- [INSTRUCTIONS]:
**A)** Answer these from the Fortran help page:
(i) Which Fortran statement is the usual way to specify quad precision?
(ii) On joplin, what size of number does a Fortran program get when it asks for REAL*16?
(iii) Which option must be used on the f77 compiler to get quad precision on gershwin?
**B)** Print the part of the Fortran help page from "If the generic" up to and including "the argument types.".

- [SOURCE TEXT]:
# # # # # # #

Fortran Help
Choosing the correct machine for Scientific computing is very problem
dependent. Speed and accuracy are both desirable characteristic of
a machine, but the are frequently competing objectives.
Quad precision if Fortran (128 bit floating point)
Fortran 77 does not have a standard method of declaring high precision
numbers. This leads to a few conversion problems we will refer to here.
The usual way to specify quad precision is with the "REAL*16" fortran
statment, the usual way to specify a quad precision litereral is
with the "q" exponent notation, e.g, 0.5q0. This is the method we
will assume for these programs.
If the generic name of any intrinsic function is used
the compiler wih choose the appropriate specific name to match the type
of the argument. This makes the code both more readable and easier to
convert to another precision. Some programmers, however, prefer,
to leave nothing to the compiler and explicitly use the specific name.
For not intinsic funtion you must use the correct function to match
all the argument types.
| Single | Double | Quad |
|---|
| Declaration | REAL | REAL*8 | REAL*16 |
| Constant | 0.1 | 0.1d0 | 0.1q0 |
| Specific function name | alog | dlog | qlog |
| Generic function name | log | log | log |
Test machines
The four types of machine currently installed here at the University
of Delaware as of June 1998 are:
- strauss -
Sun Ultra Enterprise 4000 (250 MHz UltraSPARC CPUs each with 4MB of Cache)
- This machine has 128 bit IEEE compliant floating point numbers. This
breaks down to - 1 sign bit - 15 exponent bits - 111 fraction bits. As
in all IEEE floating point numbers, a normalized number does not store
the leading bit, since it is always one, thus effectively the fraction
is 112 bits. The IEEE standards also specify the way these numbers should
be operated on with "guard bits" and rounding rules. The intent is
to make the results from floating points calculations identical accross
machines.
- joplin -
Cray Research J916/8-102 (200 MHz Cray-compatible CPU)
- The Cray does not have standard floating point hardware. It
has 60 bit and 120 bit numbers. When a Fortran program asks for
REAL*16 it gets the 120 bit numbers. The compiler does not
recognize the q notation to indicate a quad precision literal.
- mozart -
IBM RS/6000, model 990 (64KB data cache)
- The rs/6000 series does have IEEE compliant 64 bit floating point
numbers, but it handles quat precision by treating a REAL*16
number as two independtly normalized 64 bit numbers. In some cases
this trick can delay the need to normalize the number and squeeze
more bits out of the calculations, but this usually does not
make up for the fact it does not use as many bits for the fraction.
(This also means the range of the numbers the same for double and
quad precision on mozart)
Mozart is scheduled
to be decommissioned on June 30, 1998
- gershwin -
SGI Power Challenge XL system (R10000 CPU with 2MB cache)
- The Power Challenge has quad precision in what is called
"64 bit mode", and to get this mode you must use
the "-64" option on the f77 compiler.

# # # # # # #

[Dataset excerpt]
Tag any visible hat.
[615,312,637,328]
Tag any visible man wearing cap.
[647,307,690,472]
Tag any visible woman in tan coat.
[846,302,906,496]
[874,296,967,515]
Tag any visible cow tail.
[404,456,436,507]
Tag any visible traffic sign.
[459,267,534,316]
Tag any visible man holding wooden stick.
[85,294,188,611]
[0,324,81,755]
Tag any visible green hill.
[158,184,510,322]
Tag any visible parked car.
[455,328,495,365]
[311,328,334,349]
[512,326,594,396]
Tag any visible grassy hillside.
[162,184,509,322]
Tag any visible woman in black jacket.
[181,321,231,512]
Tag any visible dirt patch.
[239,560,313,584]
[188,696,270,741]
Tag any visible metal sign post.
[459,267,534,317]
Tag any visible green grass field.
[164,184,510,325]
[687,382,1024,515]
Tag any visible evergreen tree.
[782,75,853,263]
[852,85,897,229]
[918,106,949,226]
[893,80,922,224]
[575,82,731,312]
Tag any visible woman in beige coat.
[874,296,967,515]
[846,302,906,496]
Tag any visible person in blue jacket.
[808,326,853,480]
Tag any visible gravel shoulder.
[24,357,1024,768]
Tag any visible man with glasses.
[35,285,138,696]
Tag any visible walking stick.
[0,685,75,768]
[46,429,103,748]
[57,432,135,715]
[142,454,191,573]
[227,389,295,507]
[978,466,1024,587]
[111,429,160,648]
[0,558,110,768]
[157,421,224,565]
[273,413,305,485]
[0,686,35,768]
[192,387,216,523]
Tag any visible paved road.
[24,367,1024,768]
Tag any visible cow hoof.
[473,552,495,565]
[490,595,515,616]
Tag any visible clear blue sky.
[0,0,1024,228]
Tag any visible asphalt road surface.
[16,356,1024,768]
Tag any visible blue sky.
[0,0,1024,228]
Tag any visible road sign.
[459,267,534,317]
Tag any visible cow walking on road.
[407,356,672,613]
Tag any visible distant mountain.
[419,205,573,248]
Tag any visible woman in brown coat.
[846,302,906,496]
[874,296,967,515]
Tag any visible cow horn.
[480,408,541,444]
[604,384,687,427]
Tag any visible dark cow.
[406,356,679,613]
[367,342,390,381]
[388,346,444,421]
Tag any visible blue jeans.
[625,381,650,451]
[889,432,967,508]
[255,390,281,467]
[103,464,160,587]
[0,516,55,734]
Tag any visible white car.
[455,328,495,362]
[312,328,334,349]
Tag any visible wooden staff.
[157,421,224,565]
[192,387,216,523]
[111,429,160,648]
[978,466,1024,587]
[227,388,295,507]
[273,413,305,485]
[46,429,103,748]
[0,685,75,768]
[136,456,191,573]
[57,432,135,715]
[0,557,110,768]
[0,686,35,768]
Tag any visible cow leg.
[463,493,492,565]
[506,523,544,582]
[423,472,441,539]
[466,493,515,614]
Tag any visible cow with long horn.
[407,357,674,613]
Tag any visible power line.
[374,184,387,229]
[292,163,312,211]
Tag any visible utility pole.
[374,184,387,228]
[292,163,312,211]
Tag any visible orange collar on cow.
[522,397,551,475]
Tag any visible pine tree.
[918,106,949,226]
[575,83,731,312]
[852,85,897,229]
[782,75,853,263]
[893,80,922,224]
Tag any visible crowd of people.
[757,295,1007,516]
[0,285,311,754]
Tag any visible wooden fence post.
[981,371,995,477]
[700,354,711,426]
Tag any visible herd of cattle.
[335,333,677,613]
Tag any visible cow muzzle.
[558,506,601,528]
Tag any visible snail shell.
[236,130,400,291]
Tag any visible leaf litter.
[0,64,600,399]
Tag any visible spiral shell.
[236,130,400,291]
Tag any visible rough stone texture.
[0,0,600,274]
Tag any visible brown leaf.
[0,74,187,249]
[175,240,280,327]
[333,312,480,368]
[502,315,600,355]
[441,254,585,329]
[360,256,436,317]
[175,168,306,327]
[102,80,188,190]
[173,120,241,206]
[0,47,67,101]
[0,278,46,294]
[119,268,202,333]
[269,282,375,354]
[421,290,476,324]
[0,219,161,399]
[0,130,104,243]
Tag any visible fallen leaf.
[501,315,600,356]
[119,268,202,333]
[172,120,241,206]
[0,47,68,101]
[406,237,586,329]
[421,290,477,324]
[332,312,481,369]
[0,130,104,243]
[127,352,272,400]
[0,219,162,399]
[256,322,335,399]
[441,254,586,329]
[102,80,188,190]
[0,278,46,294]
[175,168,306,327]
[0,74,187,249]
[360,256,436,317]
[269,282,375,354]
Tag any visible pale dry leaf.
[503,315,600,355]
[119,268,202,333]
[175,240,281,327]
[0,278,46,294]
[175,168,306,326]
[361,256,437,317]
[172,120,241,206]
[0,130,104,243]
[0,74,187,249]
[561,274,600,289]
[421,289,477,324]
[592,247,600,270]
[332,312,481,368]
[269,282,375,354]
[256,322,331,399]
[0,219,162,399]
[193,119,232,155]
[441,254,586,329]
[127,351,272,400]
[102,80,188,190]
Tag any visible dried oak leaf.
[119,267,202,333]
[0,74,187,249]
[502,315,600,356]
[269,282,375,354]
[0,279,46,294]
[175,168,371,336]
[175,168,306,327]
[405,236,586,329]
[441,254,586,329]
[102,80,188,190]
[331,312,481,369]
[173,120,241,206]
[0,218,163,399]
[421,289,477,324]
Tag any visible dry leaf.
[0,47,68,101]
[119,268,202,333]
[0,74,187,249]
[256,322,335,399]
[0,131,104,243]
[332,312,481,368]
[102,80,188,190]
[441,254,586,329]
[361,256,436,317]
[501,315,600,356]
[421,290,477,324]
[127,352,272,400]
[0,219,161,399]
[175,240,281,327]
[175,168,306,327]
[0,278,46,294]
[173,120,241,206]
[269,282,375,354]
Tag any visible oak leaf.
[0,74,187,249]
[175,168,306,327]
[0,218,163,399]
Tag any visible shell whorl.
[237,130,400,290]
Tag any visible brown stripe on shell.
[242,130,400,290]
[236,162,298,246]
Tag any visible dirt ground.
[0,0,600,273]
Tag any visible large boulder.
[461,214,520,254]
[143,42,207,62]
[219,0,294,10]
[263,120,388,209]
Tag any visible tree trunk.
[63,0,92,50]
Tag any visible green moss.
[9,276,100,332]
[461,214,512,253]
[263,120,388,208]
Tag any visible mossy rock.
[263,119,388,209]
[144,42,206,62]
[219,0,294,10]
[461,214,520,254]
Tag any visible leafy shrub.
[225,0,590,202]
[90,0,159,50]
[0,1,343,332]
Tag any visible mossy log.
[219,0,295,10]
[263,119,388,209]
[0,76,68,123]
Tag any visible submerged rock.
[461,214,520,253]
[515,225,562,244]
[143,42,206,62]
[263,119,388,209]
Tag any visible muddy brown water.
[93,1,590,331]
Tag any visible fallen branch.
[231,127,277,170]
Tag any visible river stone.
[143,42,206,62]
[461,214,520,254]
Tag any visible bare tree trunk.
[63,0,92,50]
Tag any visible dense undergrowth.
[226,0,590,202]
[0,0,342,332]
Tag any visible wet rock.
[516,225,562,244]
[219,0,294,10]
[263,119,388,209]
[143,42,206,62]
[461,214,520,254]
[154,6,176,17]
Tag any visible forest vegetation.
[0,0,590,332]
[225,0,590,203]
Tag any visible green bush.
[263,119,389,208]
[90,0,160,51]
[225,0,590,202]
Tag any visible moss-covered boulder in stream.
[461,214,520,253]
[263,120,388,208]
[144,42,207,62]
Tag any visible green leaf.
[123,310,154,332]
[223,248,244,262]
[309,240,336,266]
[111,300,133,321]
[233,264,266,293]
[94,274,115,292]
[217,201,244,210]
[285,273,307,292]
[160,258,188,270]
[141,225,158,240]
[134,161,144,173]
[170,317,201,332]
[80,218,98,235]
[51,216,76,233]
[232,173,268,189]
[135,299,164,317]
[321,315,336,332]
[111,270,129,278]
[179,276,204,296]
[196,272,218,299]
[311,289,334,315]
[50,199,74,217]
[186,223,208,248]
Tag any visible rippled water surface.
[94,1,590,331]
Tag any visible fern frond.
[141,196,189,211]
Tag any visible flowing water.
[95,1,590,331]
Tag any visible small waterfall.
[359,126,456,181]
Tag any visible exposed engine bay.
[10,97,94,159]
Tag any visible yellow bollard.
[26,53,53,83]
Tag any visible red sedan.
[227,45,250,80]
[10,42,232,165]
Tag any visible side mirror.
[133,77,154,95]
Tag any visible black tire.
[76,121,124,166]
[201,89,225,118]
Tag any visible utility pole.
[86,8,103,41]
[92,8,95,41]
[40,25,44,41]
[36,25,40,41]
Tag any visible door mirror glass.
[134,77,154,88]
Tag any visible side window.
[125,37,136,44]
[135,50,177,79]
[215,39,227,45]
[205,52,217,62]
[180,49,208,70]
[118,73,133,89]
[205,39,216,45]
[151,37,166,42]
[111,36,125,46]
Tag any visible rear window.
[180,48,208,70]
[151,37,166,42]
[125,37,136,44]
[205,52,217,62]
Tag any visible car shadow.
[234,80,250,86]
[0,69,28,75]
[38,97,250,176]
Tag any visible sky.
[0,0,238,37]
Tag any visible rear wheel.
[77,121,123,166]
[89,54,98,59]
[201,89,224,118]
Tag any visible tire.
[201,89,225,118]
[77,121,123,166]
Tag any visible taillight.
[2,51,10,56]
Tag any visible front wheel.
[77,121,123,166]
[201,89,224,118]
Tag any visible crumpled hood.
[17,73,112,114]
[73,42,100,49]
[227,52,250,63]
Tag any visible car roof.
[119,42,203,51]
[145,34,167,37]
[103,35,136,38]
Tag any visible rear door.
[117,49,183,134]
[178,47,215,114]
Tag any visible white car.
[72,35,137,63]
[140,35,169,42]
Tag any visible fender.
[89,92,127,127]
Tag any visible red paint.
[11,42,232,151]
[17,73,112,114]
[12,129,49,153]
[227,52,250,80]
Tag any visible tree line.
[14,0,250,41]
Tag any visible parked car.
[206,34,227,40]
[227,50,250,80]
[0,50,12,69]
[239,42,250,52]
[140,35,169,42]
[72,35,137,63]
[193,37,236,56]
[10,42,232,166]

# # # # # # #

- [THE REPLIES]:
**A)**
(i) REAL*16
(ii) The 120 bit numbers
(iii) The "-64" option

**B)**
If the generic name of any intrinsic function is used
the compiler wih choose the appropriate specific name to match the type
of the argument. This makes the code both more readable and easier to
convert to another precision. Some programmers, however, prefer,
to leave nothing to the compiler and explicitly use the specific name.
For not intinsic funtion you must use the correct function to match
all the argument types.